■ Data supplied:
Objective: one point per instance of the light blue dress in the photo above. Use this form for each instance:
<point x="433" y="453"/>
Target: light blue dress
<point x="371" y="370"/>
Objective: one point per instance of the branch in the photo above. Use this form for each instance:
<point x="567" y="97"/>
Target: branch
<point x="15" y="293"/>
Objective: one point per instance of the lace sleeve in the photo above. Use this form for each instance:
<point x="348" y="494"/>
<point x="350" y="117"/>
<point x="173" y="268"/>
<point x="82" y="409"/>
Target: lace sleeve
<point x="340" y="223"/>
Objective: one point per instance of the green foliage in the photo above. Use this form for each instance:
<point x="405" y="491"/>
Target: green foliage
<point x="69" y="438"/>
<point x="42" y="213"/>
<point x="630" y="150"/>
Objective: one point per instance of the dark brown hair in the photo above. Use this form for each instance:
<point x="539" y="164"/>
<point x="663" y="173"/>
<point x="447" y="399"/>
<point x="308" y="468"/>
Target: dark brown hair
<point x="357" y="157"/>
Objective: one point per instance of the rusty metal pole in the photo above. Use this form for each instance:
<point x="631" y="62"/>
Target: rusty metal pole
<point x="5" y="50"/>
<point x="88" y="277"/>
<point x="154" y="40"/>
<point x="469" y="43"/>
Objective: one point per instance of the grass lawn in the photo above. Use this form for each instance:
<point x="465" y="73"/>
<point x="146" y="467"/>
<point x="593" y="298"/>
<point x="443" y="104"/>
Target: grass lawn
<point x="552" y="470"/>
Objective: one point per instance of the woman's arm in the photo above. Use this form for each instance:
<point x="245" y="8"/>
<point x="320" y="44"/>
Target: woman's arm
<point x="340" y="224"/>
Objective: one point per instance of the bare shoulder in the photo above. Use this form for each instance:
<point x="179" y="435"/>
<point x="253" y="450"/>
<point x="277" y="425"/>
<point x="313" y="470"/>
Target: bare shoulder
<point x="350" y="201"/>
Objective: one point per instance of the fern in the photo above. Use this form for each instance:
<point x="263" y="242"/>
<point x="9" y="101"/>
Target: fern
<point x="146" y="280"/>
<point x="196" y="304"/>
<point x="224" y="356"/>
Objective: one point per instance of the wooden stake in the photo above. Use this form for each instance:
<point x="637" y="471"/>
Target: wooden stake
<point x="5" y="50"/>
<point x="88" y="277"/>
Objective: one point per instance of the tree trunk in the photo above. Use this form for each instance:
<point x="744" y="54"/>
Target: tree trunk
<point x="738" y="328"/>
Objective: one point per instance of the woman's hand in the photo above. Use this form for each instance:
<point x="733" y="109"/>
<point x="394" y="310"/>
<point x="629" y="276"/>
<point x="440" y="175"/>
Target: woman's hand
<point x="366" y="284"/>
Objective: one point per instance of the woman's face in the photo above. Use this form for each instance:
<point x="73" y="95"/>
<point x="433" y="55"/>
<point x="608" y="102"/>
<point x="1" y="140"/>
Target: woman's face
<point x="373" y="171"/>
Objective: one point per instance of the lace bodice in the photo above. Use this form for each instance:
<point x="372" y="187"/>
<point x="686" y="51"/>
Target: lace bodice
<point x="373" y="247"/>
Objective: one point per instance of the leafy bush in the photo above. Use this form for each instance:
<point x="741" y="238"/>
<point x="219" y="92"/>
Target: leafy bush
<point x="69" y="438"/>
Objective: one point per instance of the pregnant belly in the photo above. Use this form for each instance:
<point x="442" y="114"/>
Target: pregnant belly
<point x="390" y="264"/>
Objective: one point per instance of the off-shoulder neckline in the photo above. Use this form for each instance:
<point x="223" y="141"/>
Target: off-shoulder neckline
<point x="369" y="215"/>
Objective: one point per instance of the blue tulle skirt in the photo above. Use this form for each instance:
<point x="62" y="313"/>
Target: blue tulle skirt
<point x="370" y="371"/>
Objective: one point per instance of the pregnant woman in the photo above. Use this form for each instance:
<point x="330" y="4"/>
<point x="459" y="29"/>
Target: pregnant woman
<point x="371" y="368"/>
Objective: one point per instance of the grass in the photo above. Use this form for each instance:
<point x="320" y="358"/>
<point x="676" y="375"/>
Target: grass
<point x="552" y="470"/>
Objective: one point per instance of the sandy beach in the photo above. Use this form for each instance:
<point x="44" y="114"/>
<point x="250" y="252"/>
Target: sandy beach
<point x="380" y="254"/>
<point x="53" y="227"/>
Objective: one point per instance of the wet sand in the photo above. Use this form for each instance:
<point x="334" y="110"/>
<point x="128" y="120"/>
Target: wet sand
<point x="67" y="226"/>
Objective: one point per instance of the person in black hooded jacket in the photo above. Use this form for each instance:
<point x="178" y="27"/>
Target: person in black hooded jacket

■ Challenge:
Rewrite the records above, changing every "Objective" to "Goal" and leaving everything else the same.

■ Exercise response:
Goal: one point per instance of the light blue dress in the photo above. Use this form for each instance:
<point x="433" y="453"/>
Target: light blue dress
<point x="371" y="370"/>
Goal: one point per instance of the branch in the photo above. Use this form for each instance:
<point x="567" y="97"/>
Target: branch
<point x="15" y="293"/>
Goal: one point per instance of the lace sleeve in the photo above. Use this form for each instance:
<point x="348" y="494"/>
<point x="350" y="117"/>
<point x="173" y="268"/>
<point x="82" y="409"/>
Target: lace sleeve
<point x="340" y="223"/>
Goal: one point per instance of the green foliage in the photo above. Use this form for each instance:
<point x="405" y="491"/>
Target: green foliage
<point x="69" y="438"/>
<point x="42" y="213"/>
<point x="630" y="150"/>
Goal: one point per instance of the dark brown hair in the photo above. Use this form for each instance:
<point x="539" y="164"/>
<point x="663" y="173"/>
<point x="447" y="399"/>
<point x="308" y="468"/>
Target: dark brown hair
<point x="357" y="157"/>
Goal: one point per instance of the rusty metal pole in the photo above. Use this form for each instance:
<point x="631" y="62"/>
Target: rusty metal pole
<point x="5" y="50"/>
<point x="88" y="277"/>
<point x="154" y="40"/>
<point x="469" y="43"/>
Goal: one point per instance of the grass lawn in the photo above. Use this form for each instance:
<point x="465" y="73"/>
<point x="146" y="467"/>
<point x="593" y="298"/>
<point x="443" y="104"/>
Target: grass lawn
<point x="552" y="470"/>
Goal: one point per instance of the woman's arm in the photo above. Use this form for each instance:
<point x="245" y="8"/>
<point x="320" y="44"/>
Target: woman's arm
<point x="340" y="224"/>
Goal: one point per instance of the bare shoulder in the photo above. Use this form for each instance:
<point x="179" y="435"/>
<point x="253" y="450"/>
<point x="277" y="425"/>
<point x="313" y="470"/>
Target: bare shoulder
<point x="350" y="201"/>
Goal: one point per instance of the fern in the photo above. Use this form for each instance:
<point x="263" y="242"/>
<point x="9" y="101"/>
Target: fern
<point x="146" y="280"/>
<point x="196" y="304"/>
<point x="224" y="356"/>
Goal: one point per instance of the wooden stake in the photo above. Use this form for each instance:
<point x="637" y="471"/>
Target: wooden stake
<point x="5" y="50"/>
<point x="88" y="277"/>
Goal: one point per instance of the tree trunk in the photo above. Use this form for each instance:
<point x="744" y="54"/>
Target: tree trunk
<point x="738" y="328"/>
Goal: one point per instance of the woman's hand in the photo above. Use this form for each instance:
<point x="733" y="109"/>
<point x="394" y="310"/>
<point x="629" y="276"/>
<point x="440" y="175"/>
Target: woman's hand
<point x="366" y="284"/>
Goal: one point per instance of the woman's face in the photo above. Use this form for each instance:
<point x="73" y="95"/>
<point x="433" y="55"/>
<point x="608" y="102"/>
<point x="1" y="140"/>
Target: woman's face
<point x="373" y="171"/>
Goal: one point per instance of the lace bodice in the photo above. Use this form for each instance:
<point x="372" y="187"/>
<point x="686" y="51"/>
Target: lace bodice
<point x="373" y="247"/>
Goal: one point per instance of the leafy bush in the photo above. Use this form for each instance:
<point x="741" y="238"/>
<point x="219" y="92"/>
Target: leafy bush
<point x="69" y="438"/>
Goal: one point per instance of the pregnant belly in the photo above. Use this form for each instance:
<point x="442" y="114"/>
Target: pregnant belly
<point x="390" y="264"/>
Goal: one point per instance of the off-shoulder neckline in the photo above. Use this form for each instance:
<point x="223" y="141"/>
Target: off-shoulder neckline
<point x="369" y="215"/>
Goal: one point per instance of the blue tulle skirt in the photo above. Use this form for each instance:
<point x="62" y="313"/>
Target: blue tulle skirt
<point x="370" y="371"/>
Goal: one point per instance of the pregnant woman in the photo above. Use this form for each instance:
<point x="330" y="4"/>
<point x="459" y="29"/>
Target: pregnant woman
<point x="371" y="368"/>
Goal: one point per instance of the grass in the photo above. Use this form for each instance:
<point x="320" y="358"/>
<point x="676" y="375"/>
Target: grass
<point x="552" y="470"/>
Goal: one point per instance of the sandy beach in the photo above. Use this form for each instance:
<point x="44" y="114"/>
<point x="250" y="252"/>
Target: sandy beach
<point x="380" y="254"/>
<point x="53" y="227"/>
Goal: one point per instance of the wet sand in the photo above. Use this form for each instance:
<point x="334" y="110"/>
<point x="128" y="120"/>
Target: wet sand
<point x="67" y="226"/>
Goal: one point per instance of the person in black hooded jacket in the photo above. Use this form for each instance:
<point x="178" y="27"/>
Target: person in black hooded jacket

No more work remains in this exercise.